STORED DATA:
==============================

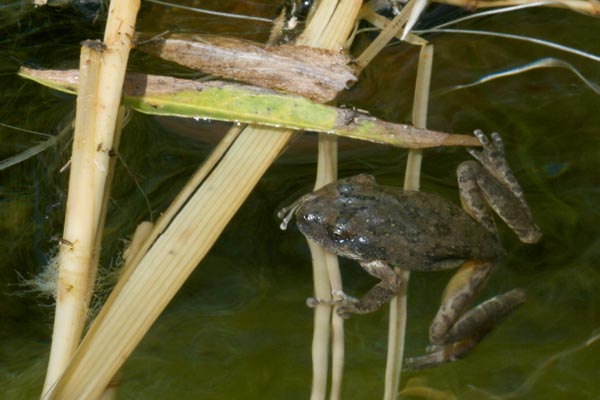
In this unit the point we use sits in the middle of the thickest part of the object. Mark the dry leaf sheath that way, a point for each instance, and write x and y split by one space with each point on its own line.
162 95
314 73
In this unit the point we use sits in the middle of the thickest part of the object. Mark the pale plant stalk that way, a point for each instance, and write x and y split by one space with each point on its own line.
391 29
589 7
398 306
141 234
147 289
327 277
328 27
75 256
97 110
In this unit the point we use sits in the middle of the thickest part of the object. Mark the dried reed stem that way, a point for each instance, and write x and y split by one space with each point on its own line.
102 69
398 306
75 257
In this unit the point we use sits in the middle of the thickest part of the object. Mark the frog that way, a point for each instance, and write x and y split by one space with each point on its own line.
384 227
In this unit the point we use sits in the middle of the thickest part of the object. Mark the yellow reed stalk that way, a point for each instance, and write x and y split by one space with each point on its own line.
398 306
142 294
327 277
589 7
391 29
328 27
75 257
97 107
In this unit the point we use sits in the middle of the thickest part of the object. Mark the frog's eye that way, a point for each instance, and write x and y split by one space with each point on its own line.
339 233
345 187
311 217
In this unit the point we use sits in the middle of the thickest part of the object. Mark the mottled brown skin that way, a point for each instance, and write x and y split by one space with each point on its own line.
383 227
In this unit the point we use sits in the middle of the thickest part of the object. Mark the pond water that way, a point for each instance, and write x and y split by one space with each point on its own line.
239 328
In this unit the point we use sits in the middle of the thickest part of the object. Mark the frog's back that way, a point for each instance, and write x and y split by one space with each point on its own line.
422 231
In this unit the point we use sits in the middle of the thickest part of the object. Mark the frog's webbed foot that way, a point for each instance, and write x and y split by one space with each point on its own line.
476 324
492 182
339 299
454 332
375 298
379 294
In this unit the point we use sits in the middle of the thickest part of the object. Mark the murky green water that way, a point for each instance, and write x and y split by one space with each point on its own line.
239 327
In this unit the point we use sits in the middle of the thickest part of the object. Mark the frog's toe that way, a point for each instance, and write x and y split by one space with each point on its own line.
481 136
312 302
498 143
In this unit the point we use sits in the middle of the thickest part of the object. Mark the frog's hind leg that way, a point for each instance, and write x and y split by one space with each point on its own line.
470 330
455 331
379 294
497 186
460 291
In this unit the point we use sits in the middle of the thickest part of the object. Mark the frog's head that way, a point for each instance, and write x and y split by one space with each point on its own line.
326 216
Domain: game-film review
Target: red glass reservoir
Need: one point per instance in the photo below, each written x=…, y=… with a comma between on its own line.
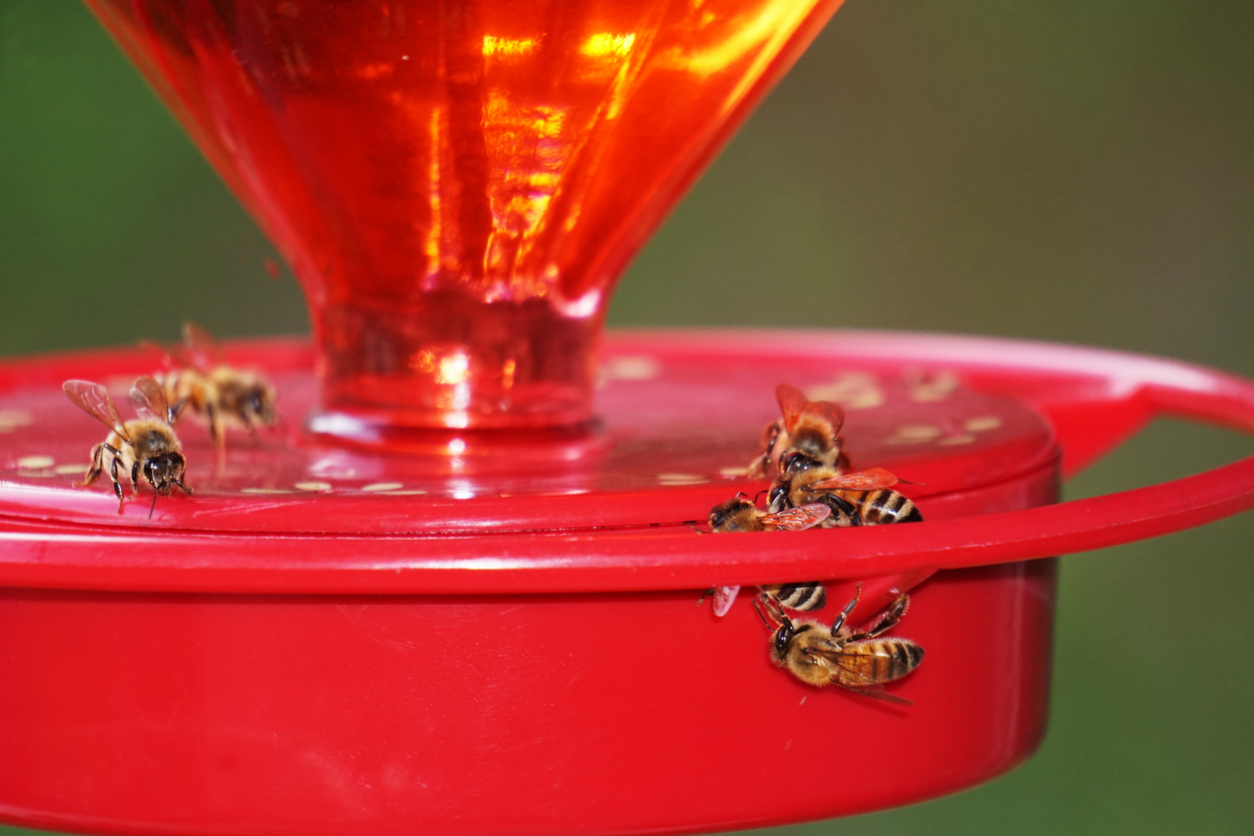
x=458, y=184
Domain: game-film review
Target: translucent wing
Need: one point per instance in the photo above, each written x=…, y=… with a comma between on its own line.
x=94, y=400
x=149, y=399
x=877, y=692
x=798, y=519
x=870, y=479
x=793, y=401
x=722, y=599
x=202, y=349
x=828, y=411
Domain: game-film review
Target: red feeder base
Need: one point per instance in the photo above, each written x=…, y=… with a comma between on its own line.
x=502, y=634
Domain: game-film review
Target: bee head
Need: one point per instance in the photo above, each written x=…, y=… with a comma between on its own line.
x=796, y=461
x=778, y=500
x=783, y=639
x=722, y=518
x=260, y=401
x=164, y=471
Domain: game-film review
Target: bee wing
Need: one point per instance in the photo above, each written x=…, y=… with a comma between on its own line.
x=722, y=599
x=827, y=411
x=793, y=401
x=94, y=400
x=798, y=519
x=202, y=349
x=872, y=479
x=877, y=692
x=149, y=399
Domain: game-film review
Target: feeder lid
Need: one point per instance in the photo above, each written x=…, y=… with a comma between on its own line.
x=680, y=420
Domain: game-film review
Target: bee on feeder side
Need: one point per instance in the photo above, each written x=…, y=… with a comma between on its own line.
x=858, y=498
x=810, y=428
x=217, y=392
x=143, y=445
x=858, y=661
x=740, y=514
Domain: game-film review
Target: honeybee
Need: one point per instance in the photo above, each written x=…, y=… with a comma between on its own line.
x=143, y=445
x=858, y=498
x=810, y=428
x=740, y=514
x=215, y=391
x=858, y=661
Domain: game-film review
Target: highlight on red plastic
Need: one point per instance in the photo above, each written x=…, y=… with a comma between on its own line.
x=326, y=641
x=1092, y=399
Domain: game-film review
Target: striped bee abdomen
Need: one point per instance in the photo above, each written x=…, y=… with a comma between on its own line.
x=878, y=661
x=801, y=597
x=882, y=506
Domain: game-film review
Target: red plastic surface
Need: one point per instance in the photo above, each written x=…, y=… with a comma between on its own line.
x=610, y=517
x=169, y=679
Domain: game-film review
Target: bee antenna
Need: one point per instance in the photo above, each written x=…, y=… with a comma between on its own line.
x=759, y=608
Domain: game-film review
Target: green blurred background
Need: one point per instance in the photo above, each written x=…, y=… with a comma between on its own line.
x=1077, y=172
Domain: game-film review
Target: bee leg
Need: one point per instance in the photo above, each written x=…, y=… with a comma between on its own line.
x=113, y=475
x=95, y=468
x=888, y=619
x=839, y=624
x=216, y=430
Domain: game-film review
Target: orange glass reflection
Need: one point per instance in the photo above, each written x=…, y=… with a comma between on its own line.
x=460, y=178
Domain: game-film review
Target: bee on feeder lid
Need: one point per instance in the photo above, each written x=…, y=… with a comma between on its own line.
x=810, y=428
x=217, y=392
x=143, y=445
x=740, y=514
x=858, y=661
x=858, y=498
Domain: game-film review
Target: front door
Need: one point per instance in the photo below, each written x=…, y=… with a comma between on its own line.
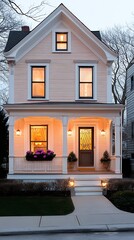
x=86, y=146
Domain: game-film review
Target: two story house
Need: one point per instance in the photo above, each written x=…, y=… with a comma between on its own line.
x=130, y=113
x=60, y=98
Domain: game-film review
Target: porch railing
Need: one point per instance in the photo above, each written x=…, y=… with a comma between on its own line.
x=22, y=165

==============================

YOUR ASSIGNMENT: Everything starting at the line containing "Target: red feeder base" and ending at the line containing "Target: green blurred background" in the records above should be repeated exactly, and only that.

EXERCISE ANSWER:
Target: red feeder base
Need: one point per instance in the photo above, each written x=…, y=… with a comma between on its own line.
x=502, y=634
Domain: game-film review
Target: bee head
Need: one point per instance in the photo above, each written x=…, y=… with a comma between on its own line.
x=796, y=461
x=778, y=500
x=783, y=639
x=722, y=518
x=260, y=401
x=164, y=471
Domain: game-film review
Target: bee wing
Need: one point per instance in the photo above, each written x=…, y=… with a comma between on its own line.
x=722, y=599
x=827, y=411
x=793, y=401
x=94, y=400
x=798, y=519
x=202, y=349
x=872, y=479
x=877, y=692
x=149, y=399
Domain: game-film review
Target: feeder lid
Need: one point per instance in the photo above, each written x=…, y=… with a comma between on its own line.
x=680, y=420
Domain: game-film review
Target: bee on feeder side
Need: one point per instance in the photo above, each written x=…, y=… with a comma between on its own line.
x=858, y=498
x=810, y=428
x=217, y=392
x=143, y=445
x=858, y=661
x=740, y=514
Domain: game-film review
Target: honeybee
Need: one point per instance in the photo above, each written x=…, y=… with a comma between on its own line.
x=143, y=445
x=858, y=498
x=810, y=428
x=740, y=514
x=215, y=391
x=858, y=661
Domain: game-film review
Target: highlight on red plastic
Need: one point per instance in the photo above, each written x=…, y=… with a comma between on its own line.
x=326, y=641
x=1092, y=399
Domain: game-film review
Target: striped bee abdomen
Need: one point per instance in the photo above, each written x=…, y=… with a comma between on its own line.
x=878, y=661
x=801, y=597
x=882, y=506
Domain: game-film review
Target: red plastic surface
Need: one point per instance in the photo above, each written x=…, y=… with a comma between on its own line.
x=610, y=517
x=169, y=679
Domain: game-film review
Target: bee antenna
Need: one point per instance in the photo above, each written x=…, y=… with a comma between on its own line.
x=759, y=608
Domain: game-film review
Target: green blurred background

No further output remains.